── Dataset extract

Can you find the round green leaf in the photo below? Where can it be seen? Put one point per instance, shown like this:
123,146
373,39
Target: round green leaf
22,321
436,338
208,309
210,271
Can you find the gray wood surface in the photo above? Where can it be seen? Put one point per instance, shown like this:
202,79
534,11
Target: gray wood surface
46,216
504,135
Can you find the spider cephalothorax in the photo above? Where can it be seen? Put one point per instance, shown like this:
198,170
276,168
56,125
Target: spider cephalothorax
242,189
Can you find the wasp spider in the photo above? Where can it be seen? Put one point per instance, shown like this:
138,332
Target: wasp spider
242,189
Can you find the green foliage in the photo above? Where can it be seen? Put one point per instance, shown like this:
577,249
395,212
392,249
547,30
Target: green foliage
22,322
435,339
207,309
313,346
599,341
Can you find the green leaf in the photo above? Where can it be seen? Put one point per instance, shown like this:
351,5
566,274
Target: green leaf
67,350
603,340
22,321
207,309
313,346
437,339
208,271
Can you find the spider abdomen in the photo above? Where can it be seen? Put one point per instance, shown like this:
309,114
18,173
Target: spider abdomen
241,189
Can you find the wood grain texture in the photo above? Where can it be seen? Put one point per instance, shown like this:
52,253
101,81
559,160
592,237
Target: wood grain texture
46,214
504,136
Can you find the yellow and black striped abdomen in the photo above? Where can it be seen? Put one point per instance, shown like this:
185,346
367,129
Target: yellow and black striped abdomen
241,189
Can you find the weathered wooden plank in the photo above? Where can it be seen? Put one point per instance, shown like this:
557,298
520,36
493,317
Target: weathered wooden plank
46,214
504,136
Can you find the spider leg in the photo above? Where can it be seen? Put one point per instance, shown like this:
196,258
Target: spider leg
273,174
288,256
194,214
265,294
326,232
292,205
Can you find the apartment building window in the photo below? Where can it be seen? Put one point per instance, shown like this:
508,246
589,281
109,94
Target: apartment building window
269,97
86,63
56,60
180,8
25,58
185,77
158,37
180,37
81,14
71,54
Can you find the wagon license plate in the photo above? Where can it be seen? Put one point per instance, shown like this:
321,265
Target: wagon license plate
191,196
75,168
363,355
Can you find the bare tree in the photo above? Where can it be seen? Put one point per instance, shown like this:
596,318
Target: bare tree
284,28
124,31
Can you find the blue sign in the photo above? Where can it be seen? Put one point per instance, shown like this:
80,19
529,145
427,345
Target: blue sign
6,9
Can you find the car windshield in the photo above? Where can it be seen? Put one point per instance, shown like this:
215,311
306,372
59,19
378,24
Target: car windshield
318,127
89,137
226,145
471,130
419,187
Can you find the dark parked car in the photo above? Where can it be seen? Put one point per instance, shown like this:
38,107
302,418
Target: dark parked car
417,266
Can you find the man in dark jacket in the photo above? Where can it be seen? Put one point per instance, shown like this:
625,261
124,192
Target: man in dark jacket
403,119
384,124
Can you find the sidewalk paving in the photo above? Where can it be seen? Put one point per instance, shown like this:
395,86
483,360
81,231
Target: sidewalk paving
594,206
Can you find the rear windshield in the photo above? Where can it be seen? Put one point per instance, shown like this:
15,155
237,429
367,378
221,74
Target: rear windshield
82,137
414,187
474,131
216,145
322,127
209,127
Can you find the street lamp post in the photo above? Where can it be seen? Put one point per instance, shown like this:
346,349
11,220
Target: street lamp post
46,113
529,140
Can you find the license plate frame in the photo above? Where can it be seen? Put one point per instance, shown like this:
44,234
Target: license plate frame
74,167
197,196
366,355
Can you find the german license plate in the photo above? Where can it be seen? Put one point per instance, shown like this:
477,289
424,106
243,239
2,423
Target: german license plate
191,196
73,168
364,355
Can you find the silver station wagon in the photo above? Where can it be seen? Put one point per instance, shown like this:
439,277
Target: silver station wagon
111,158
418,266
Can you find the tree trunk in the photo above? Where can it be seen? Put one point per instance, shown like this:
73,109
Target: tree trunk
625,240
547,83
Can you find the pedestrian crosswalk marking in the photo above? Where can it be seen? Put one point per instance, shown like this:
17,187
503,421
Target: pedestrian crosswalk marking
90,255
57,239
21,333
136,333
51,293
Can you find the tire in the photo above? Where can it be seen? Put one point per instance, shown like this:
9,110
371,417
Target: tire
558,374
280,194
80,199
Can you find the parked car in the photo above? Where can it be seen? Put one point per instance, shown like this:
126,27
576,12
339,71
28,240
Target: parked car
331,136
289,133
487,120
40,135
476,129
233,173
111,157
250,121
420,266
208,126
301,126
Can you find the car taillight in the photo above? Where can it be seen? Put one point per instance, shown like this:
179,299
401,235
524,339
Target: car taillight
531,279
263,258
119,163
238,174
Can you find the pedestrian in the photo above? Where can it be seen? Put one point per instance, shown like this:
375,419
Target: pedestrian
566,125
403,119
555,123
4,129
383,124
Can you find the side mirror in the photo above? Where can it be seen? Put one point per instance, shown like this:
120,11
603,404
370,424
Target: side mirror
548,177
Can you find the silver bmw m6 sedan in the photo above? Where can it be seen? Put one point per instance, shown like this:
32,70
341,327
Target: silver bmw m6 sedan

────

Problem requirements: Copy out all of the records above with nothing altered.

Completed task:
Can you find the round green leaf in the photo below? Where can it be seen? Put one point per instance, shown like this:
123,146
373,39
Target: round green leaf
22,321
436,338
208,309
210,271
Can you find the gray wood surface in the photo above? Where can it be seen? Put one point per instance, shown like this:
202,79
534,11
Target: gray wood surface
46,216
504,135
Can you find the spider cephalothorax in the photo above? Where can it be seen? Put one point per instance, shown like this:
198,170
276,168
56,125
Target: spider cephalothorax
242,189
Can you find the wasp spider in the photo above? Where can it be seen? Put one point per instance, shown like this:
138,332
Target: wasp spider
242,189
Can you find the green foliage in the photo above? Where can it be seen? Put one point per instance, shown like this:
577,249
395,212
392,249
547,30
Target: green foliage
22,322
435,339
207,309
313,346
599,341
Can you find the green leaf in the photo above? Where can it be seen? Put one point per instance, shown like this:
351,5
566,274
Target: green leaf
67,350
603,340
22,321
207,309
313,346
437,339
208,271
Can you find the spider abdomen in the photo above? Where can it be seen? Put one point per instance, shown like this:
309,114
18,173
Target: spider abdomen
241,189
Can you find the wood grain texture in the photo above? Where can it be seen? Put one point per instance, shown like this:
52,253
101,81
559,160
592,237
Target: wood grain texture
46,214
504,136
Can you find the yellow and black striped abdomen in the photo above? Where can it be seen? Put one point per instance, shown like this:
185,346
367,129
Target: yellow and black striped abdomen
241,189
Can you find the weathered wooden plank in the photo above? Where can it be seen? Put one point per instance, shown like this:
557,298
520,36
493,317
Target: weathered wooden plank
46,214
504,136
Can you find the spider leg in the photo above? Where can it be seen? Put one point per instance, shown like this:
196,258
Target: spider leg
273,174
288,256
194,214
265,294
326,232
292,205
Can you find the apartment building window in the photo below? Where can it be seen? Put one point per instance, shown like this:
508,246
589,281
109,94
Target: apartment building window
269,97
86,63
56,60
180,8
25,58
185,77
158,37
180,37
81,14
71,54
Can you find the wagon license plate in the photo above? Where can it be seen? Put one point per instance, shown like this:
321,265
Target: wagon license plate
191,196
75,168
363,355
Can you find the bare tree in the photo above? Where can it be seen? Put one point per instance, shown like this:
596,318
Target: bare tree
284,28
124,31
Can you find the blue sign in the photo above? Where can it be seen? Put one point per instance, shown like this:
80,19
529,145
427,345
Target: blue sign
6,9
Can you find the car windshield in the photo above? Where can it be seen? Put one point per instance, shown like this:
215,311
306,372
59,19
378,24
Target: car windshield
318,127
89,137
226,145
471,130
419,187
Can you find the dark parked car in the photo above? Where can it be seen? Put one point per instance, shown like this:
38,107
302,418
Target: dark parked car
417,266
Can you find the man in dark jacket in the photo above? Where can it be seen? Put one point per instance, shown like this:
625,261
124,192
Target: man in dark jacket
403,119
384,124
Can you find the sidewalk paving in the photo above? Where can it be seen? Put one point per instance, shown like this:
395,86
483,360
81,231
Target: sidewalk paving
594,206
Can you find the rear windshield in the photo above? Where can it be seen? Put one point per instance, shown like this:
15,155
237,429
367,378
221,74
Target: rear windshield
82,137
414,187
474,131
216,145
322,127
209,127
Can you find the street lamp post in the photo above? Where can it be seen? Put one point per instance, shown like this:
346,349
11,220
Target: street lamp post
46,113
529,140
Can you find the license plate frame in the photo above? Where can it be seen? Put one point per instance, shown like this:
44,234
Target: license plate frame
74,167
197,196
366,355
Can you find the german license plate in the photo above? Where can it be seen? Put one point per instance, shown like this:
477,289
424,106
243,239
2,423
Target: german license plate
191,196
73,168
364,355
Can you find the silver station wagon in the photo above? Where can it be seen? Put one point per instance, shown like this:
439,277
Target: silver station wagon
111,158
418,266
Can you find the tree trunk in the photo above? Where can it be seen? Put one point per instance, shown like this:
73,109
Target: tree trunk
625,240
547,83
Can you find the pedestrian crosswalk marking in the photo above? Where can it be seen? Put one point per instance, shown like this:
17,187
503,421
Target: pedestrian crosswalk marking
90,255
57,239
21,333
136,333
51,293
Can you find the tire in the photo above? Where can it be seen? Put one point per instance, shown like this:
9,110
371,417
Target: tire
558,374
280,194
80,199
Can you find the parked car in the photo above? Where can it be seen? Put one point per instance, shown like this:
126,27
576,12
339,71
28,240
Target: parked car
331,136
289,133
487,120
40,135
476,129
233,173
111,157
250,121
420,266
208,126
301,126
Can you find the car taillight in the photo above? Where can it be seen? Put one point per instance, shown like this:
179,299
401,235
524,339
Target: car taillight
531,279
263,258
119,163
238,174
Can you find the pedestrian in the photo above? Where can it be seen? Put one point per instance, shown like this:
375,419
Target: pedestrian
566,125
403,119
555,123
4,129
383,124
Can you find the side mirror in the photo above? Where can it be seen? Put one point per instance, shown like this:
120,11
603,404
370,424
Target: side mirror
548,177
Can you find the silver bmw m6 sedan in the photo above? Where can it be seen? Put one point per instance, shown like this:
32,70
341,327
Target: silver bmw m6 sedan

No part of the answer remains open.